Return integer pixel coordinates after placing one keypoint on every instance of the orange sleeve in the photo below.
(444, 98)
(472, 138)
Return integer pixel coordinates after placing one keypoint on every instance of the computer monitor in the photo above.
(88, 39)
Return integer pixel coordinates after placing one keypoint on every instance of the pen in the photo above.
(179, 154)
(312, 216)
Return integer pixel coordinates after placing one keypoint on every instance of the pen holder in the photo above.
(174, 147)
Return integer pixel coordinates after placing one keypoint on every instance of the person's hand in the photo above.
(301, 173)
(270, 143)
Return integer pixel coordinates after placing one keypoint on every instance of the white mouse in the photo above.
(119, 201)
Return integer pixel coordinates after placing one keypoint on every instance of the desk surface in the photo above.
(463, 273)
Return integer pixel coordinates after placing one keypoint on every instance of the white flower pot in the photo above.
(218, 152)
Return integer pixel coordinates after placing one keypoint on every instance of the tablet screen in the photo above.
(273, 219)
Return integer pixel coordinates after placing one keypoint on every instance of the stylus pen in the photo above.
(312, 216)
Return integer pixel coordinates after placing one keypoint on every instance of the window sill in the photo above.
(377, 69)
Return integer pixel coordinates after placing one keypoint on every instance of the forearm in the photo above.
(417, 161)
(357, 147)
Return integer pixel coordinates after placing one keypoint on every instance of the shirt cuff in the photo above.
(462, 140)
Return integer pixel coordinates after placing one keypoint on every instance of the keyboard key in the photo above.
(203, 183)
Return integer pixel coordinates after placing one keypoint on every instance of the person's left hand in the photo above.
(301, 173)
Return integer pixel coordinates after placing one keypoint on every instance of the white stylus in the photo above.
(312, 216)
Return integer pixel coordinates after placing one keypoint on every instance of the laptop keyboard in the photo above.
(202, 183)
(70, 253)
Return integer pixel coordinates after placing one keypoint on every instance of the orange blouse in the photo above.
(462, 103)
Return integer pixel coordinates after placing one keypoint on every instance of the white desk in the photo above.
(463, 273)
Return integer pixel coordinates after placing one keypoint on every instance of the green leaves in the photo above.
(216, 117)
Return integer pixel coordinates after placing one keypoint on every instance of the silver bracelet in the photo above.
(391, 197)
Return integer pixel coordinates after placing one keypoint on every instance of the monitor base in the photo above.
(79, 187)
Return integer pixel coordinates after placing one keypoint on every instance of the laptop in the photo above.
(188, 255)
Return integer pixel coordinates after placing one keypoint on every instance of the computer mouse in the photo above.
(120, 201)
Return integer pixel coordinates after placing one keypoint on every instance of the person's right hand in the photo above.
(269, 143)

——

● **Task to carry out**
Rewrite all of the material above, substituting "marker" for every "keypoint" and leaving the rest untouched.

● **Finished exercise**
Return integer pixel coordinates after placing one marker on every instance of the orange sleeve in the photo below.
(444, 98)
(472, 138)
Return integer pixel coordinates after placing one marker on every instance of the computer monitor in the photo above.
(88, 39)
Return integer pixel coordinates after placing one marker on every instance of the pen in the photo above.
(179, 154)
(312, 216)
Return integer pixel coordinates after placing one marker on every instance of the pen holder in the photo above.
(174, 147)
Return integer pixel coordinates after placing one marker on every instance of the person's hand in the photo above.
(301, 173)
(270, 143)
Return integer pixel coordinates after placing one marker on every instance of the white mouse in the photo above.
(119, 201)
Return integer pixel coordinates after placing one marker on every instance of the desk surface in the photo above.
(463, 273)
Return integer pixel coordinates after placing one marker on every instance of the white flower pot in the photo above.
(218, 152)
Return integer pixel coordinates after placing one marker on every instance of the tablet screen in the photo above.
(273, 219)
Return integer pixel coordinates after placing one marker on every instance of the stylus pen in the photo above.
(312, 216)
Return integer pixel coordinates after placing one marker on every instance of the window sill in the photo above.
(377, 69)
Return integer pixel coordinates after placing one marker on every instance of the forearm in the photo above.
(417, 161)
(357, 147)
Return integer pixel coordinates after placing one marker on every instance of the shirt cuff in the photo above.
(462, 140)
Return integer pixel coordinates after placing one marker on every instance of the keyboard key in the photo above.
(203, 183)
Return integer pixel coordinates after placing one marker on every instance of the person's left hand in the photo above.
(301, 173)
Return integer pixel coordinates after placing one marker on every instance of the white stylus in the photo above.
(312, 216)
Return integer pixel coordinates after placing one marker on every instance of the laptop keyboard in the photo above.
(202, 183)
(70, 253)
Return integer pixel coordinates after placing one marker on every instance of the orange blouse in the photo above.
(462, 103)
Return integer pixel coordinates after placing one marker on every instance of the white desk in the photo above.
(463, 273)
Return integer pixel coordinates after placing one marker on every instance of the green leaves in the photo above.
(216, 117)
Return integer pixel coordinates after placing one marker on every instance of the silver bracelet in the photo above.
(391, 197)
Return integer pixel coordinates after placing one marker on every instance of the monitor base in the photo above.
(79, 187)
Return integer pixel coordinates after placing one marker on every instance of the laptop in the photo above.
(188, 255)
Return integer pixel coordinates after placing one marker on every instance of the computer mouse in the photo above.
(120, 201)
Return integer pixel coordinates after placing one marker on every instance of the person's right hand in the photo above.
(269, 143)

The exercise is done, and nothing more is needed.